* _REQUIRED ACTION_: Please return the part of the article on the breast cancer probe starting with "To detect the" and going on through "have been seeded.", copied word for word.

UK: NHS considers using ‘metal detector’-like breast cancer probe


Breast cancer affects millions of women worldwide. UK’s National Health Service (NHS) may introduce a new probe that may help in detecting and treating breast cancer that might have spread.

The detector, ‘noisy’ as described by BBC, works in a similar manner a metal detector does.

To detect the spread of the cancer using the Sentimag probe, a magnetised liquid (Megtrace) is injected in the tissue to be probed. The liquid gets absorbed in the cancerous tissue. The probe then detects location under the skin where the liwuid is accumulated. This gives an idea about where the cancer may have been seeded.

Use of the Sentimag probe has been included in draft guidance recommended to the NHS.

What may make this probe effective is that once injected, it follows the route cancerous cells are likely to take. The magnetised liquid gets absorbed in body’s lymphatic system and get accumulate around cancerous growths. The liquid contains iron oxide, which is magnetic.

“This promising research could provide a new tool for our scientists to track and slow the spread of breast cancer, the most common cancer in the UK,” said UK Health and Social Care Secretary Sajid Javid. He was quoted by the BBC.

As per data with the World Health Organisation (WHO), 2.3 million women were diagnosed with breast cancer in the year 2020 alone. There were 6,85,000 deaths globally in that year due to breast cancer.

WHO says that by the end of year 2020, there were 7.8 million women alive who had been diagnosed with breast cancer in 5 years before that.

“Approximately half of breast cancers develop in women who have no identifiable breast cancer risk factor other than gender (female) and age (over 40 years).  Certain factors increase the risk of breast cancer including increasing age, obesity, harmful use of alcohol, family history of breast cancer, history of radiation exposure, reproductive history (such as age that menstrual periods began and age at first pregnancy), tobacco use and postmenopausal hormone therapy,” says WHO.

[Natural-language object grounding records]
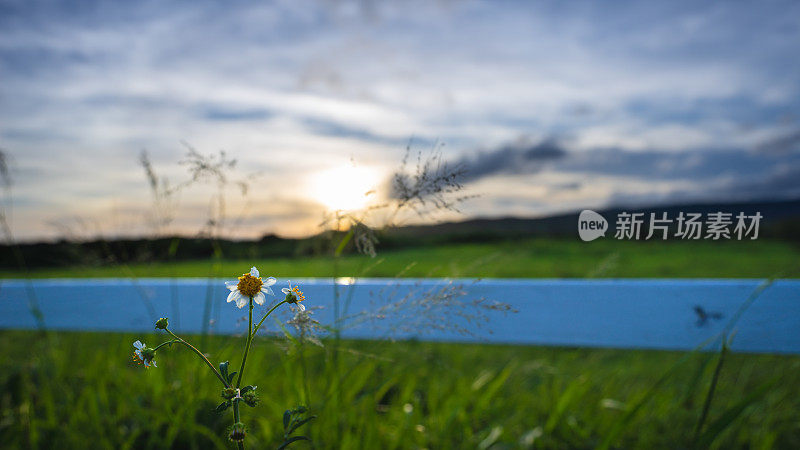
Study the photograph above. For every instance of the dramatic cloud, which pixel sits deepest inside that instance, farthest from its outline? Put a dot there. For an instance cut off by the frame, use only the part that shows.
(293, 88)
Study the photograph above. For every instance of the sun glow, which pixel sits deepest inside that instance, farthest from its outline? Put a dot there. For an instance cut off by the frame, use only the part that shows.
(344, 188)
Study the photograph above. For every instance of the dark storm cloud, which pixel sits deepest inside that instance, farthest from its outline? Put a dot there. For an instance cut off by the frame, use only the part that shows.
(718, 174)
(511, 159)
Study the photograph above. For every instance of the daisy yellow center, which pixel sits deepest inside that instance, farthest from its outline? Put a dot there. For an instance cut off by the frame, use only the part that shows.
(298, 293)
(249, 285)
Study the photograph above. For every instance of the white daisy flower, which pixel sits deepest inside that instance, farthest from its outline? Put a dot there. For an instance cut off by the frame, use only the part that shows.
(140, 356)
(249, 285)
(294, 296)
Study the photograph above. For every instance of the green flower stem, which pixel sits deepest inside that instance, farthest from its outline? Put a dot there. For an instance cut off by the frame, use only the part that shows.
(201, 355)
(255, 330)
(239, 444)
(249, 340)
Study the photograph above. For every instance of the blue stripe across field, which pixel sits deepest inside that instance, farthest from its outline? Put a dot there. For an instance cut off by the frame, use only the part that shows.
(656, 314)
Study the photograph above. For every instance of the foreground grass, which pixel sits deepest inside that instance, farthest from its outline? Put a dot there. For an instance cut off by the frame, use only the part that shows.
(79, 390)
(533, 258)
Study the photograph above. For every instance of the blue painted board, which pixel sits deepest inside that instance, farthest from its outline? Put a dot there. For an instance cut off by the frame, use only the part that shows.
(641, 313)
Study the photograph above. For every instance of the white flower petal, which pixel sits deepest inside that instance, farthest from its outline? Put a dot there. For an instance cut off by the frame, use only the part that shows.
(234, 296)
(241, 301)
(259, 298)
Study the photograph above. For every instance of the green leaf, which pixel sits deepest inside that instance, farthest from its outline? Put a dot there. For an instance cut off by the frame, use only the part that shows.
(223, 406)
(300, 423)
(291, 440)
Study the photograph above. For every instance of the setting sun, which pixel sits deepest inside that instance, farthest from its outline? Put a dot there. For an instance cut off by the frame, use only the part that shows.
(345, 187)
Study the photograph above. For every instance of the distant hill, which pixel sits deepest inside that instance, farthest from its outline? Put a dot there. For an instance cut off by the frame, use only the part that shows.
(781, 220)
(778, 218)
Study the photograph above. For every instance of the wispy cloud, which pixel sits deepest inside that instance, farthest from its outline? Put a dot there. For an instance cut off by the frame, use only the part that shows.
(297, 86)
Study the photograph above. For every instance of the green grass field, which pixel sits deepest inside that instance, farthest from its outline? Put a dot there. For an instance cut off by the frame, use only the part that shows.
(518, 259)
(80, 390)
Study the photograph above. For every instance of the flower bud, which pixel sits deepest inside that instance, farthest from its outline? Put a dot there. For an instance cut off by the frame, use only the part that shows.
(237, 432)
(162, 323)
(148, 354)
(251, 398)
(229, 393)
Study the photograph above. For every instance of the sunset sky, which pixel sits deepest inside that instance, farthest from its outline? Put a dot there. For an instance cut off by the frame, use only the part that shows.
(551, 107)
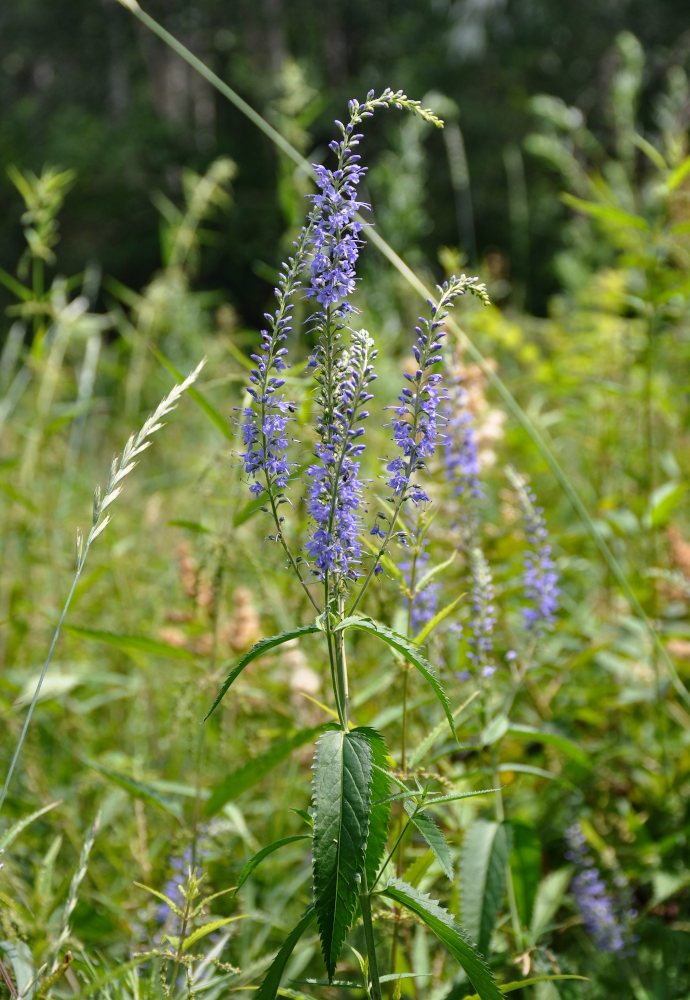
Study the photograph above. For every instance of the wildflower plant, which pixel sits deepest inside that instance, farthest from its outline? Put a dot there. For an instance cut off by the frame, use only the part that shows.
(350, 529)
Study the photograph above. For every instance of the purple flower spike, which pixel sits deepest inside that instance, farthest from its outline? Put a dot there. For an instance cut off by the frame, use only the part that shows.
(417, 418)
(334, 499)
(606, 917)
(540, 576)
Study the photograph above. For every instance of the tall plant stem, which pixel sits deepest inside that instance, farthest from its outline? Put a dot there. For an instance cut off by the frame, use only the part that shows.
(417, 284)
(510, 888)
(365, 903)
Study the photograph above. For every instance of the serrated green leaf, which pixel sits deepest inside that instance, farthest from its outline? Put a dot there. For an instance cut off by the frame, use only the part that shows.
(482, 879)
(271, 982)
(341, 800)
(409, 650)
(126, 641)
(256, 768)
(264, 853)
(532, 981)
(525, 867)
(208, 928)
(433, 836)
(418, 869)
(174, 908)
(140, 790)
(379, 812)
(449, 933)
(13, 832)
(258, 649)
(550, 894)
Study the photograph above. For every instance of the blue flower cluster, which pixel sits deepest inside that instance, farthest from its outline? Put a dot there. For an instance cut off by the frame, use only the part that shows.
(606, 918)
(416, 424)
(483, 615)
(264, 431)
(327, 251)
(540, 575)
(334, 244)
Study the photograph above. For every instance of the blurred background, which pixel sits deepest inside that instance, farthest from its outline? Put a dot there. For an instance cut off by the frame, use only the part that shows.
(91, 90)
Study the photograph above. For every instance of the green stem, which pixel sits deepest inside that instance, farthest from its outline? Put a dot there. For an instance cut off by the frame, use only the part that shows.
(365, 903)
(510, 888)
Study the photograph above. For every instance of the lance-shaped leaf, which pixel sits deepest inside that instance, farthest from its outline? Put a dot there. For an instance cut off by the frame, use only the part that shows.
(341, 800)
(379, 814)
(409, 650)
(256, 768)
(449, 933)
(257, 650)
(482, 878)
(432, 835)
(269, 987)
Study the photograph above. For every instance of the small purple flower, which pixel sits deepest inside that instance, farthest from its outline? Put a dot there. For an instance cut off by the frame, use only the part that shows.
(264, 431)
(540, 576)
(606, 917)
(334, 498)
(483, 618)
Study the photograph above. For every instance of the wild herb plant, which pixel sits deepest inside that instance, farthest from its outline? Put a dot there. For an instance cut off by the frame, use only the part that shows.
(336, 567)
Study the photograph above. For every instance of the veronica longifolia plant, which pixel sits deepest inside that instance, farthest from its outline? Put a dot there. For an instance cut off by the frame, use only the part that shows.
(351, 783)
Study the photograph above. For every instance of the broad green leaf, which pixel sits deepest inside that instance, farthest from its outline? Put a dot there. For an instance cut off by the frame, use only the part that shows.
(256, 768)
(553, 739)
(380, 806)
(341, 800)
(18, 954)
(139, 643)
(13, 832)
(482, 879)
(209, 928)
(448, 931)
(271, 983)
(662, 503)
(140, 790)
(264, 853)
(173, 907)
(418, 869)
(258, 649)
(525, 867)
(433, 837)
(532, 981)
(550, 894)
(409, 650)
(424, 633)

* _ANSWER AREA_:
To detect the spread of the cancer using the Sentimag probe, a magnetised liquid (Megtrace) is injected in the tissue to be probed. The liquid gets absorbed in the cancerous tissue. The probe then detects location under the skin where the liwuid is accumulated. This gives an idea about where the cancer may have been seeded.